Instructions for the task ->
The answer must be the data, repeated exactly.

*****

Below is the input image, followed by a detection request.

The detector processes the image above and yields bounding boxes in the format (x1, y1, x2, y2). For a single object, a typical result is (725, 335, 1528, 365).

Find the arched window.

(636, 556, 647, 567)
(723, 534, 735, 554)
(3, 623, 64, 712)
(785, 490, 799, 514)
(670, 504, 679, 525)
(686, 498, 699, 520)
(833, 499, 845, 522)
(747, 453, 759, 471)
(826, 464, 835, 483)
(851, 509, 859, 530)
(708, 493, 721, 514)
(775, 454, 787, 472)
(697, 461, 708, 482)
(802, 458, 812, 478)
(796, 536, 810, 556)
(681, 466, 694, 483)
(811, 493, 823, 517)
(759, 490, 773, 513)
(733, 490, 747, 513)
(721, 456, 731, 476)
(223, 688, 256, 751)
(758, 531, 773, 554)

*****

Expected answer ->
Below is the input image, followed by a detection request.

The detector processes the image above and yields bounding boxes in the format (x1, y1, x2, y2). For a single object, a typical result is (725, 335, 1528, 365).

Find the arched window.

(636, 556, 647, 567)
(723, 534, 735, 554)
(3, 623, 64, 712)
(785, 490, 799, 514)
(670, 504, 679, 525)
(686, 498, 699, 520)
(833, 499, 845, 522)
(747, 453, 759, 471)
(826, 464, 835, 483)
(851, 509, 859, 530)
(708, 493, 721, 514)
(775, 454, 787, 472)
(697, 461, 708, 482)
(802, 458, 812, 478)
(796, 536, 810, 556)
(681, 466, 694, 483)
(811, 493, 823, 517)
(759, 490, 773, 513)
(733, 490, 747, 513)
(721, 456, 731, 476)
(223, 688, 256, 751)
(758, 531, 773, 554)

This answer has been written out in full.